#### [WHAT YOU WILL DO]
In the listing below, the answer starts at the line that has "Q: Point to every instance of the man" and stops after the line that has "Q: Point to every instance of the boy in"; please repeat that part exactly and nothing more.

#### [EXTRACTED ENTRIES]

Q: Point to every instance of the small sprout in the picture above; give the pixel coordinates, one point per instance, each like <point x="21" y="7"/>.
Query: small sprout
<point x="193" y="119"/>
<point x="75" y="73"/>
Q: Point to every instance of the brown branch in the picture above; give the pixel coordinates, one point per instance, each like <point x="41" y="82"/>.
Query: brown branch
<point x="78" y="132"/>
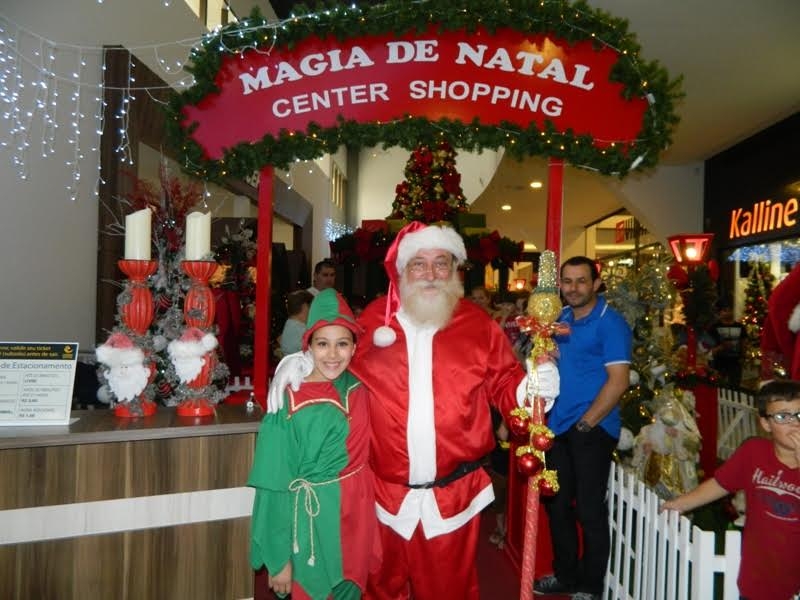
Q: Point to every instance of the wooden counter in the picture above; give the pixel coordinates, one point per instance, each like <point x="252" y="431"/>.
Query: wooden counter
<point x="128" y="508"/>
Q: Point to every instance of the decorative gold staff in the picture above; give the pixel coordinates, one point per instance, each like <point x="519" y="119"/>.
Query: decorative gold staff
<point x="544" y="306"/>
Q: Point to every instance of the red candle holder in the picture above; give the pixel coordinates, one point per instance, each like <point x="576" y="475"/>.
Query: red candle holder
<point x="199" y="305"/>
<point x="199" y="308"/>
<point x="138" y="313"/>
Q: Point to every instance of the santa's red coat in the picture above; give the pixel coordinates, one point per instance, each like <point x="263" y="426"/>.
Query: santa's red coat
<point x="779" y="344"/>
<point x="473" y="367"/>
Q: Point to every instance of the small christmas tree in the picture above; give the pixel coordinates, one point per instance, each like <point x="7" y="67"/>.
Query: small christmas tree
<point x="431" y="191"/>
<point x="759" y="287"/>
<point x="169" y="200"/>
<point x="642" y="296"/>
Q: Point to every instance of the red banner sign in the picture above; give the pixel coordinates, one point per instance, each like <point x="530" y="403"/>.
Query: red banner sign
<point x="505" y="76"/>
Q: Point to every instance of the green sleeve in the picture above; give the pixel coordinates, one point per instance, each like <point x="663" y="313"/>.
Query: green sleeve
<point x="274" y="467"/>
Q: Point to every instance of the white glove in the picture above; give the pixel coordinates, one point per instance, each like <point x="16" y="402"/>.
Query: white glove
<point x="543" y="381"/>
<point x="292" y="370"/>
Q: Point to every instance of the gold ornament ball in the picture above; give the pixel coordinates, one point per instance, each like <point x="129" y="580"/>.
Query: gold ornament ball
<point x="544" y="307"/>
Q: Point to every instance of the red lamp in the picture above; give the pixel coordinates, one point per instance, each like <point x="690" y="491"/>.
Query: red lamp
<point x="690" y="249"/>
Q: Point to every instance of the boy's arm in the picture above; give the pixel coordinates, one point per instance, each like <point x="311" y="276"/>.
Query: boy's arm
<point x="706" y="492"/>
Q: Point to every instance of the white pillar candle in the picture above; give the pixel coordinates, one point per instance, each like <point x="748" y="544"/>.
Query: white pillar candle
<point x="137" y="235"/>
<point x="198" y="235"/>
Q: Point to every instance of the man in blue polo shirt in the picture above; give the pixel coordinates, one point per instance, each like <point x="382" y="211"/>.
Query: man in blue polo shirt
<point x="593" y="365"/>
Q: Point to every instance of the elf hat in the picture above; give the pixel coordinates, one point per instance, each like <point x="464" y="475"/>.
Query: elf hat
<point x="329" y="308"/>
<point x="411" y="239"/>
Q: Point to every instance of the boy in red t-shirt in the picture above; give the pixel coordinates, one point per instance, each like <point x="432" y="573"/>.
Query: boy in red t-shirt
<point x="768" y="470"/>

#### [SOLUTION TO THE EXERCISE]
Q: Point to every instance of the man in blue polo shirt in the picture above; give the pixel coordinates, one point per instance, each like <point x="382" y="211"/>.
Query: man in blue polo shirt
<point x="593" y="365"/>
Q: Point to every instance of the elf hat in the picture above; give the pixel coordinates, one point per instance, each like <point x="464" y="475"/>.
Query: elf hat
<point x="329" y="308"/>
<point x="411" y="239"/>
Q: Point to every instance of the boy in red t-shirt in the picture above; give the pixel coordinates, one point per instance, each like <point x="432" y="573"/>.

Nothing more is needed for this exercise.